UNE SUPERBE REMISE A LEURRES

 

L’ensemble de l’œuvre de Philippe Rivemale – on peut d’ores et déjà en parler ainsi, tant ce travail atteint une cohérence et une densité exemplaires malgré son apparente discrétion – pose en lui-même une insigne question générale: Qu’est-ce que l’Art? Et une particulière: Qu’est-ce que la Peinture?

 

Avant de tenter de répondre à ce double questionnement fondamental qui laisse l’auteur des ces lignes (3 ou 4 gouttes de hauteur n’ont rien à faire avec la sauvagerie) (1) souvent insomniaque, il faut d’abord constater qu’aucune des œuvres de cet artiste rare, elle, heureusement, n’est grave. Bien au contraire, elles fournissent toutes au regardeur une jubilation intérieure qui serait plutôt réconfortante en ces temps de morosité artistique où le nec plus ultra de la production fleurit à l’ombre des rayures de stores ou sous des monceaux d’autres tristesses minimalistes.

◆ Données affichées
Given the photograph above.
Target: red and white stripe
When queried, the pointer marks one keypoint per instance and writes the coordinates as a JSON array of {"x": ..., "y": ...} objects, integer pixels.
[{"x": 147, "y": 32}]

◆ Objectif 1
D'après le texte sur l'œuvre de Philippe Rivemale, quelle question particulière cette œuvre pose-t-elle ?
◆ Objectif 2
Relevez les trois qualités que le texte sur l'œuvre de Philippe Rivemale attribue à ce travail dans la phrase commençant par « L'ensemble de l'œuvre de Philippe Rivemale ».
◆ Objectif 3
Reprenez la rédaction du texte sur l'œuvre de Philippe Rivemale à la suite de sa dernière phrase.

◆ Réponse attendue 1
Qu'est-ce que la Peinture ?

◆ Réponse attendue 2
Cohérence, densité, discrétion (apparente)

◆ Réponse attendue 3
Il faudrait aussi relever que l’artiste lui-même ne se considère pas tellement comme un peintre mais plutôt comme un Critique de la Société. Il est vrai qu’à y regarder de plus près, l’ensemble de ces œuvres compte plus de collages d’images ou d’objets et d’assemblages de matériaux divers – en un mot plus de bricolage – que de peinture/peinture…! Avec Rivemale on a ainsi le paradoxe suivant, d’un artiste qui ne fait (pratiquement) pas de peinture, mais qui expose dans des galeries des assemblages que la vox populi ne saurait, par ailleurs, considérer comme étant d’Art! (étendard d’Art pour faire – nus – vite).

 

Evidemment celui-ci n’est pas le seul dans ce cas et il serait plutôt scabreux de recenser ceux qui, dans le milieu actuel, font ou ne font pas vraiment « de l’Art » (comment peut-on faire une œuvre qui ne soit pas d’Art?). De plus cela n’est pas nouveau depuis que Richard Mutt (alias Marcel Duchamp) a voulu exposer un Urinoir (« Fountain ») au Salon des Indépendants de New York en 1917. Mais ici, l’ensemble de l’œuvre de Rivemale n’est vraiment compréhensible que dans la postérité de cet autre « anarchiste » (comme Duchamp se définissait lui-même) qui, par concept interposé, fit « accéder l’objet du quotidien au rang d’œuvre d’Art par sa seule volonté » (Breton), et non pas dans la postérité de Matisse, celle qui poursuit sempiternellement la sensualité du percent pictural (des intoxiqués de la térébenthine, quoi…).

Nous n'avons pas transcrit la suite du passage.